À faire = Recopiez à l'identique, dans le texte sur l'accord de rémunération des auteurs, le passage qui s'ouvre sur les mots contenant « L’accord couvre aussi » et se ferme sur « négocier cette majoration. ».

Passage du texte =
L’accord couvre aussi la rémunération complémentaire après amortissement du coût de l’œuvre consistant « en la majoration du taux de sa rémunération proportionnelle pour les modes d’exploitation relevant de la gestion individuelle » … mais il faut négocier cette majoration. 


Et cette rémunération complémentaire devient facultative dès lors que l’auteur négocie « à titre individuel une rémunération complémentaire d’une autre nature » … 


L’accord nous demande de tout négocier ? Mais à quoi bon mettre en place un accord si celui-ci nous dit « débrouille toi » ?

« C’est super, mais ce qui nous intéresse, c’est combien on sera payé ! » Rassurez-vous, l’accord en parle ! Par contre, ça ne concerne que les bibles de séries originales. Ils ont dû oublier d’en parler quand ils traitaient des unitaires et des épisodes de série…

Les bibles de séries originales 


Voilà ce que dit l’accord au sujet de la rémunération : 


- une base minimale de 6 000 € (six mille euros) bruts dans tous les cas, et en l’absence de tout engagement d’un éditeur de services, 


- cette base minimale est portée à 11 000 € (onze mille euros) bruts, si une convention de développement est signée avec un éditeur de services, 


- cette base minimale est portée à 20 000 € (vingt mille euros) bruts, si une série dont les dépenses directes horaires sont supérieures ou égales à 600 000 € est mise en production.

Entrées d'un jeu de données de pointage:

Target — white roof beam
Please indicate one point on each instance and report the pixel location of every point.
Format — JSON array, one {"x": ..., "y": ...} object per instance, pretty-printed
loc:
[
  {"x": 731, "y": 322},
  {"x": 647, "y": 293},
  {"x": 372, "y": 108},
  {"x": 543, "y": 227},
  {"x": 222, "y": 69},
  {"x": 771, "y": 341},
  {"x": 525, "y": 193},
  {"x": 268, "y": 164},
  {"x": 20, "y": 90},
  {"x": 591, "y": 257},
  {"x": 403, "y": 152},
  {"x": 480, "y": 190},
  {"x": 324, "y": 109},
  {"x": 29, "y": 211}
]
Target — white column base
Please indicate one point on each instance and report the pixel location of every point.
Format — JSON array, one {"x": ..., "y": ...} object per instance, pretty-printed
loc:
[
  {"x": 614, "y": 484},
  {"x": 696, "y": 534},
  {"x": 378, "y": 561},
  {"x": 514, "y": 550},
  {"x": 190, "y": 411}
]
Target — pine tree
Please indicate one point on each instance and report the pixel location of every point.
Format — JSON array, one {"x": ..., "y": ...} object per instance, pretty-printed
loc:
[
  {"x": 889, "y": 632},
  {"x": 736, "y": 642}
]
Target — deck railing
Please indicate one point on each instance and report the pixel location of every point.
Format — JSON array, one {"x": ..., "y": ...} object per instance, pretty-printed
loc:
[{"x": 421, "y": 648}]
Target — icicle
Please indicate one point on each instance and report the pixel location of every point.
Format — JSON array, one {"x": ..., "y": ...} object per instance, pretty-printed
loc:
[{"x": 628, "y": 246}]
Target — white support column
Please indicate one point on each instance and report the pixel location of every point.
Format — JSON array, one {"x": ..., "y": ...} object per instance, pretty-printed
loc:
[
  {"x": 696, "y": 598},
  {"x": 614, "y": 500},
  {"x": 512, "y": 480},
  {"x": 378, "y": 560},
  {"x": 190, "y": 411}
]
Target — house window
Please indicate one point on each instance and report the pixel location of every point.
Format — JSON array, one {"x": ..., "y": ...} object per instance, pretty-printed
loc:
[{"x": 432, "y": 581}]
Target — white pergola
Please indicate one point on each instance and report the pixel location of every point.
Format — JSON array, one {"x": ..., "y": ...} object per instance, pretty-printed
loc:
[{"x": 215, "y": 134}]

Résultat attendu =
L’accord couvre aussi la rémunération complémentaire après amortissement du coût de l’œuvre consistant « en la majoration du taux de sa rémunération proportionnelle pour les modes d’exploitation relevant de la gestion individuelle » … mais il faut négocier cette majoration.